# TEXTO FORNECIDO:
Os casos mais frequentes são os casos de ansiedade e depressão, são as patologias psiquiátricas mais frequentes – são os jovens que têm problemas de ansiedade em relação aos estudos, em relação à família… Em relação ao grupo dos jovens é a depressão, essa sim, agora mais frequente, portanto, há muitos jovens que aparecem com depressão e com ansiedade.
- Qual o caso que mais o marcou?
Há muitos casos que me marcaram. Talvez aquele que me tenha impressionado mais foi uma intervenção domiciliária que nós fizemos num jovem que estava fechado em casa, em que fizemos durante bastante tempo entrevistas com a família em que ele não participava e através de 12 ou 13 idas lá a casa, conseguimos que ele começasse a participar nessas reuniões com a família e hoje em dia tem uma vida normal, o que significa que deu muito trabalho, mas que valeu a pena. Infelizmente não se pode fazer isto para todos os jovens que o necessitariam de fazer, porque isto consumiu muito tempo, mas é uma prova de que não se deve desistir, porque parecia a princípio uma situação que iria terminar num internamento compulsivo – ele ia ser obrigado a ser internado e através desta actividade persistente de idas lá a casa nós conseguimos resolver esta situação de casa e pô-lo na escola.

# OBJETIVO DO EXERCÍCIO:
Reproduza integralmente o texto fornecido acima, sem qualquer alteração.

# REGISTOS EXTRAÍDOS:
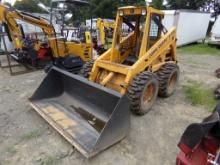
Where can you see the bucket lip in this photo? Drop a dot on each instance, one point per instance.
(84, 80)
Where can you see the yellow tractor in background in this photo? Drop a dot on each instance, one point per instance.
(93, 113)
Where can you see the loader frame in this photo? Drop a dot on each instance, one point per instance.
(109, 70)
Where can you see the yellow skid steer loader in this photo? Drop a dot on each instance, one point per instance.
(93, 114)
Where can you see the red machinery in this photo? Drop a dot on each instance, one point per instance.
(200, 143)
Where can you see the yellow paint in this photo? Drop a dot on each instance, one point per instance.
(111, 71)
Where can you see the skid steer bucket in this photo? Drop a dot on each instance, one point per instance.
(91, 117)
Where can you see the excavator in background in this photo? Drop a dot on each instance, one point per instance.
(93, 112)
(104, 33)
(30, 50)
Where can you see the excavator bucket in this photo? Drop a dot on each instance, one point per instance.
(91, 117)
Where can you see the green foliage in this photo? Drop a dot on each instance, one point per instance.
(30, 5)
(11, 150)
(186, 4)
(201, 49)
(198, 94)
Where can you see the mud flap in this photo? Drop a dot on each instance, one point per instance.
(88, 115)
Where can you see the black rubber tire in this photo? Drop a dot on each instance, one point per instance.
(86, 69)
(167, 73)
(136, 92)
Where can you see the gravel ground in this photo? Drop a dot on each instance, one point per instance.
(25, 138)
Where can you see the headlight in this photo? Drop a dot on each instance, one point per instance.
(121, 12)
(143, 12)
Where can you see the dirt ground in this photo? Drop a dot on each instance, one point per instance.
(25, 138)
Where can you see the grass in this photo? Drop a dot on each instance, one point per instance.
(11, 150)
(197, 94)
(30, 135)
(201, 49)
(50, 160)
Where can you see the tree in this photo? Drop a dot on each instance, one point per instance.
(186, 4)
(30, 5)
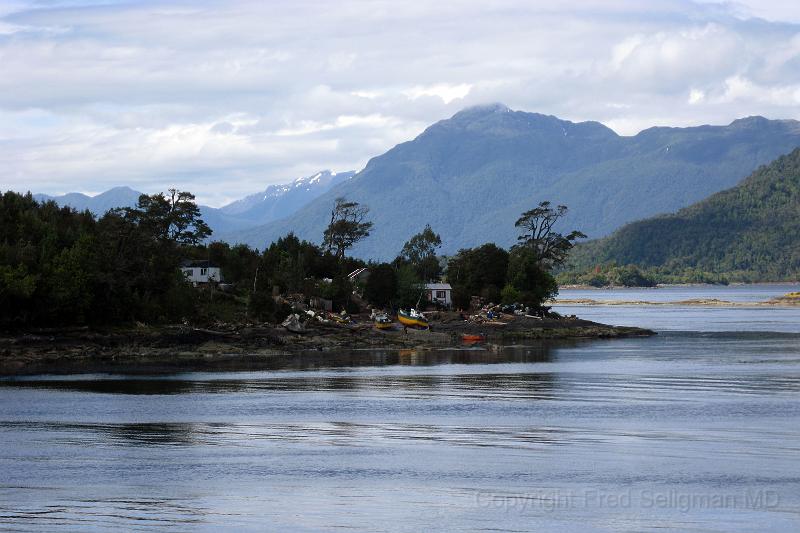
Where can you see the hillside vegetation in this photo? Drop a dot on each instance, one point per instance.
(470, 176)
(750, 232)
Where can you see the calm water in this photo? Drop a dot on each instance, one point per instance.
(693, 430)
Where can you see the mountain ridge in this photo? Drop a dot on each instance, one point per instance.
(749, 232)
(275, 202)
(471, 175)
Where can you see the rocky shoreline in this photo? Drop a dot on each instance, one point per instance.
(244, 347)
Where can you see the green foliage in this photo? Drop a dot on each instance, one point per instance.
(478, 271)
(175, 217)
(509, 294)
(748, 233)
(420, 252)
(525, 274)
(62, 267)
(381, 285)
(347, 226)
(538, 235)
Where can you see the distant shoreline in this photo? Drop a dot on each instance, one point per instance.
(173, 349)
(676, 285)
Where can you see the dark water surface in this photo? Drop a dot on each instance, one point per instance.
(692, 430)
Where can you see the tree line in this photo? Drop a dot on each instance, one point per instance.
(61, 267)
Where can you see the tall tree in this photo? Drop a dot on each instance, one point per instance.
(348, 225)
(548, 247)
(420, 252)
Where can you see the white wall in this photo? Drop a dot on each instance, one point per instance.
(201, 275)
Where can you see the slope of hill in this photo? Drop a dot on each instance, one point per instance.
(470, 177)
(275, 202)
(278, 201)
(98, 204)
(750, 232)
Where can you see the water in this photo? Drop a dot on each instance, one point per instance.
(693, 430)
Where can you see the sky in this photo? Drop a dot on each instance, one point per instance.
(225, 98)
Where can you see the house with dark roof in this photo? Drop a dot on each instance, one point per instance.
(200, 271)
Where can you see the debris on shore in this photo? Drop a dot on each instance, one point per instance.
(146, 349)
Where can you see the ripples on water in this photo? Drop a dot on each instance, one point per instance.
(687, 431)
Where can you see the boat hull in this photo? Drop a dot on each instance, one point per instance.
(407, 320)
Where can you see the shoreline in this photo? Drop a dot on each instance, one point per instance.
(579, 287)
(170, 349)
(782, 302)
---
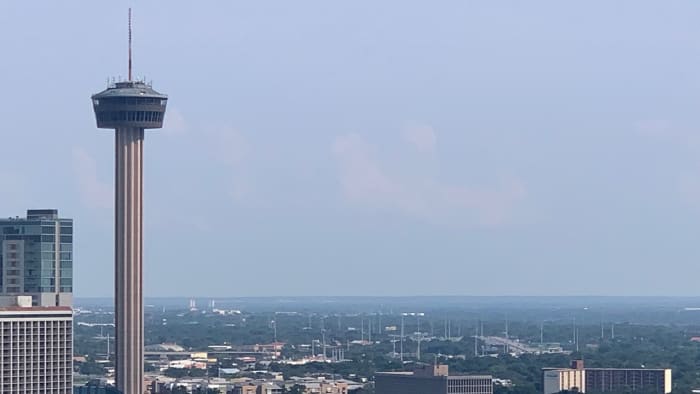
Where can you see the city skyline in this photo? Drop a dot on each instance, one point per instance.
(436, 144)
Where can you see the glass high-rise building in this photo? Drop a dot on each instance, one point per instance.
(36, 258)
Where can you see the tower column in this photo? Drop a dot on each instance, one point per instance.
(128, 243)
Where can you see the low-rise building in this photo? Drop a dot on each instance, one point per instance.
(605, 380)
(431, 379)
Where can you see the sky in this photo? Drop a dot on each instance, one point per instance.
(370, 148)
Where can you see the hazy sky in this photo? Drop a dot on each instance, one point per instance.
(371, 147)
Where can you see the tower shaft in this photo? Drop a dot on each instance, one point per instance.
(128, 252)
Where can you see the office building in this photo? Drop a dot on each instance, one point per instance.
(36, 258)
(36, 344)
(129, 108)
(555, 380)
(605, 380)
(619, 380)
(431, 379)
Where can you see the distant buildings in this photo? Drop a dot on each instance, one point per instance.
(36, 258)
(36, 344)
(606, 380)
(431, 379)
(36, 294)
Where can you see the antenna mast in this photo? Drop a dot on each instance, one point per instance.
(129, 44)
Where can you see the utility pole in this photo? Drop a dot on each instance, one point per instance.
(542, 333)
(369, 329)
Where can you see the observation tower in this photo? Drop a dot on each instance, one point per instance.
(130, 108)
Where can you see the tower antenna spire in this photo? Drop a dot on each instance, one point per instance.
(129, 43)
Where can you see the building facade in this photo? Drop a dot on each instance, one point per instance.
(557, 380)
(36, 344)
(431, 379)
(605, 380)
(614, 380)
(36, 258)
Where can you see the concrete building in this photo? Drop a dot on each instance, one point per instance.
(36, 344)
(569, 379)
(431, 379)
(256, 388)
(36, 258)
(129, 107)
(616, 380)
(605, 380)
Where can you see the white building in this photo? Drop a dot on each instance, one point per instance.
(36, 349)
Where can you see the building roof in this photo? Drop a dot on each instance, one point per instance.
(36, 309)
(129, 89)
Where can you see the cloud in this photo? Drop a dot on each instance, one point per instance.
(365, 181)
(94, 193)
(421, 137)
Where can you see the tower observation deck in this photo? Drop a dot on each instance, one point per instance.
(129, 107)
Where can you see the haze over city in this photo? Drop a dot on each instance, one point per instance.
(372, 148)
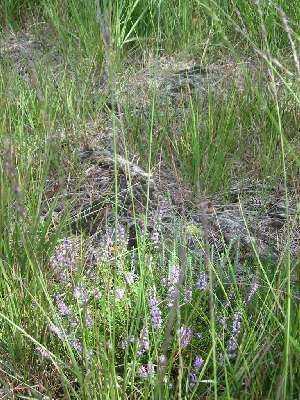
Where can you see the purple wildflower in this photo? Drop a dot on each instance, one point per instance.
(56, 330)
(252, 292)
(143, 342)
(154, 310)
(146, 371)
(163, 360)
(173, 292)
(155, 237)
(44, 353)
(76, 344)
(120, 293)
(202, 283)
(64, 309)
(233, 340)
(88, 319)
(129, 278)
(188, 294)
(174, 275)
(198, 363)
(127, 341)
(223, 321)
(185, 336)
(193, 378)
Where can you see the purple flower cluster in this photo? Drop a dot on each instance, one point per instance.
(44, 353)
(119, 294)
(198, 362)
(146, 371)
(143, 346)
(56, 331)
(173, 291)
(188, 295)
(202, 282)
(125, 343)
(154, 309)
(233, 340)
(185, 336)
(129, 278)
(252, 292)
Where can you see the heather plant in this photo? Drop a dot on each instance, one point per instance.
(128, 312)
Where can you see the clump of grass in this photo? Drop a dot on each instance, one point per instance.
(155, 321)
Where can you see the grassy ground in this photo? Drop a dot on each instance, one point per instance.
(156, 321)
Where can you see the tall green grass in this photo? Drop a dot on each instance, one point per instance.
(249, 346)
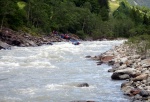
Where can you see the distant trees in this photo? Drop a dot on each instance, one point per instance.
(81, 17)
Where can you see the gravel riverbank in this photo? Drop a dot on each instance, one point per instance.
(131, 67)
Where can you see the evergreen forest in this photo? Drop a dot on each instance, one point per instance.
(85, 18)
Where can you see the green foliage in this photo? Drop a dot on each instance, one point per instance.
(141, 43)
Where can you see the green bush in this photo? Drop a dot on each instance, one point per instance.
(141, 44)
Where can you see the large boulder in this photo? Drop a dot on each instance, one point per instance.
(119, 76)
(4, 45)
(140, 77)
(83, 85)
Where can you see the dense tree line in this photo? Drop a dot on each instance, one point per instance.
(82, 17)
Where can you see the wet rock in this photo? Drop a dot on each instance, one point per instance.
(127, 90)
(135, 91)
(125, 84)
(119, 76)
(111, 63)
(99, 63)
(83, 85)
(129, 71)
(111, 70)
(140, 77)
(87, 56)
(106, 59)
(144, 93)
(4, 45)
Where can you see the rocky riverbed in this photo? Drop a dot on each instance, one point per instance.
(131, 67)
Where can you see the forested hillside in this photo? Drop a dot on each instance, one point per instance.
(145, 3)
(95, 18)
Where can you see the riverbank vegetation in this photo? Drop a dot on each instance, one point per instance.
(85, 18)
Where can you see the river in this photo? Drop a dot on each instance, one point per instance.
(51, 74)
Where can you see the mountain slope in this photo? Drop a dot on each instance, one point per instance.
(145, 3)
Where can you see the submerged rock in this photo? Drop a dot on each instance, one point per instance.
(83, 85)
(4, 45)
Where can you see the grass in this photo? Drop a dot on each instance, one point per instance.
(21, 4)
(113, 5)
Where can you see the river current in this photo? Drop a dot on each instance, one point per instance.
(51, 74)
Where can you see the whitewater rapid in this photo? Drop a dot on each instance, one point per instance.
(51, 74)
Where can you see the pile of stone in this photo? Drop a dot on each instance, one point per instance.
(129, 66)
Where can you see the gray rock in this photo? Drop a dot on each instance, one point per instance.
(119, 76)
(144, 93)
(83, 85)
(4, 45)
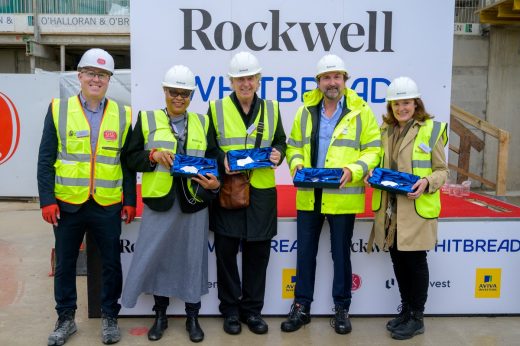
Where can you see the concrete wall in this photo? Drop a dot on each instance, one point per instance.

# RESPOSTA AO EXERCÍCIO:
Os casos mais frequentes são os casos de ansiedade e depressão, são as patologias psiquiátricas mais frequentes – são os jovens que têm problemas de ansiedade em relação aos estudos, em relação à família… Em relação ao grupo dos jovens é a depressão, essa sim, agora mais frequente, portanto, há muitos jovens que aparecem com depressão e com ansiedade.
- Qual o caso que mais o marcou?
Há muitos casos que me marcaram. Talvez aquele que me tenha impressionado mais foi uma intervenção domiciliária que nós fizemos num jovem que estava fechado em casa, em que fizemos durante bastante tempo entrevistas com a família em que ele não participava e através de 12 ou 13 idas lá a casa, conseguimos que ele começasse a participar nessas reuniões com a família e hoje em dia tem uma vida normal, o que significa que deu muito trabalho, mas que valeu a pena. Infelizmente não se pode fazer isto para todos os jovens que o necessitariam de fazer, porque isto consumiu muito tempo, mas é uma prova de que não se deve desistir, porque parecia a princípio uma situação que iria terminar num internamento compulsivo – ele ia ser obrigado a ser internado e através desta actividade persistente de idas lá a casa nós conseguimos resolver esta situação de casa e pô-lo na escola.